> _Task_: Take every line containing "target" out of the records.

[[ Extracted information, beginning ]]

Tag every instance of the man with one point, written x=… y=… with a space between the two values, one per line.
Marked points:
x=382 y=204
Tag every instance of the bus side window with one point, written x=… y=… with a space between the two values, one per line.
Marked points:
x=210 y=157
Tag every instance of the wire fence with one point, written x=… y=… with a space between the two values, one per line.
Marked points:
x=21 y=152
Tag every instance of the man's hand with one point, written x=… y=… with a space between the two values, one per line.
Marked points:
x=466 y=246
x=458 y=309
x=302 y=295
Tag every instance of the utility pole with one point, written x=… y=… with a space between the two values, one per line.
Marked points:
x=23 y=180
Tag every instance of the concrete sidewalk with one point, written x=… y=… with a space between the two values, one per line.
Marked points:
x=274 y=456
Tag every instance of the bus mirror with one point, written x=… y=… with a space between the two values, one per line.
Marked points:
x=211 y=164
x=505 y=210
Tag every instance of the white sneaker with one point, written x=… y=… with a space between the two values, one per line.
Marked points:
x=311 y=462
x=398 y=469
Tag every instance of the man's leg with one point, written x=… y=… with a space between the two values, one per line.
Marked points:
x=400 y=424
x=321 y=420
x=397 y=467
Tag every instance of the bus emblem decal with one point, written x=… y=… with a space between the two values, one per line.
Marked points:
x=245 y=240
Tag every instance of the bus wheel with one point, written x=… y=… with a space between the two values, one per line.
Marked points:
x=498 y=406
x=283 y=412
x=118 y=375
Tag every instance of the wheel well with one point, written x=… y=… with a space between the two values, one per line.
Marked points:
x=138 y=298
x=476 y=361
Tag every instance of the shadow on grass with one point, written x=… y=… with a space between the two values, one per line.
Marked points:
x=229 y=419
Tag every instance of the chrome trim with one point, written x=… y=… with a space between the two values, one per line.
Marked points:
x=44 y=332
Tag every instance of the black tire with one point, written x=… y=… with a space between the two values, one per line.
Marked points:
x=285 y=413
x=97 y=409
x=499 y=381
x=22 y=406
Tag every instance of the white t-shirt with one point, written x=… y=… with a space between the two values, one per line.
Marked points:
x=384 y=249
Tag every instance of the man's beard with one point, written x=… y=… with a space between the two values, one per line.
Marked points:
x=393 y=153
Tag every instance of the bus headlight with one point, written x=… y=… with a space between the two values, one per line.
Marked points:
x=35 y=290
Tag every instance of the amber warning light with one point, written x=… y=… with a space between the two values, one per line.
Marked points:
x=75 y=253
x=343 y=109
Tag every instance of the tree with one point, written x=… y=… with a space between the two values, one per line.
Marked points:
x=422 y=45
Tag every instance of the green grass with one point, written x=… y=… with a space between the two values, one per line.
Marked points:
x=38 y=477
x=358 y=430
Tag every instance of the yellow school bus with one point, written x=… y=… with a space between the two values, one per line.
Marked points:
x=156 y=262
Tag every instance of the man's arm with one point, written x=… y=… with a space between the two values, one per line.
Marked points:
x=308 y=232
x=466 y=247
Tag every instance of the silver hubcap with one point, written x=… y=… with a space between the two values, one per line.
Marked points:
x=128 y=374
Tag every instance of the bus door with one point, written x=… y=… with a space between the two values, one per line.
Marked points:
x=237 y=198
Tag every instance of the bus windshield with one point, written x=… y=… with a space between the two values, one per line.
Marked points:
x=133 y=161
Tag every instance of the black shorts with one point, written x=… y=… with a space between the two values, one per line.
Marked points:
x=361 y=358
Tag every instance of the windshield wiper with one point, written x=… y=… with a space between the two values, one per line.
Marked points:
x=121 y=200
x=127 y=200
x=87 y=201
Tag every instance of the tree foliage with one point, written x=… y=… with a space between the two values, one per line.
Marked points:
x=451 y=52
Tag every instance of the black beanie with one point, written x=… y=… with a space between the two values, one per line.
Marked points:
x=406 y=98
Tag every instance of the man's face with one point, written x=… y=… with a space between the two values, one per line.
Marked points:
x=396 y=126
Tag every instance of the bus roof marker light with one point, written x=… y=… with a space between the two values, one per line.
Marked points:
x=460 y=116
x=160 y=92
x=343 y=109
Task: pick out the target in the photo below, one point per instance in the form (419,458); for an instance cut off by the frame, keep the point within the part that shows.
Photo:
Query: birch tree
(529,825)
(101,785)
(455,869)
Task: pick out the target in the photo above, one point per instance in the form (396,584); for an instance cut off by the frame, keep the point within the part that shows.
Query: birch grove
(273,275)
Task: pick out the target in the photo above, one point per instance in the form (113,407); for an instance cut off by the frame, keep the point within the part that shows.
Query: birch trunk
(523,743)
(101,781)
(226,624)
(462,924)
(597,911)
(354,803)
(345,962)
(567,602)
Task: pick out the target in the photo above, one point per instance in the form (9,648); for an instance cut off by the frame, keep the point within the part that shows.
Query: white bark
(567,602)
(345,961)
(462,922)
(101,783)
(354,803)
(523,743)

[[ Extracted information, end ]]

> _Solution to this task_:
Task: pick out the target in the photo below, one point per instance in the form (419,458); for an instance cut off by the frame, keep the point within the part that shows.
Task: pick out the target in the photo above, one point per instance in the form (396,584); for an instance cut off by the frame, keep the point within the part that shows.
Task: pick out the target in the photo above, one point per instance in the form (113,407); for an instance cut off by the frame, keep the point within the part that shows.
Task: pick out the target in the photo above, one point per instance in the form (9,648); for an instance cut off by the frame, keep the point within the part that shows.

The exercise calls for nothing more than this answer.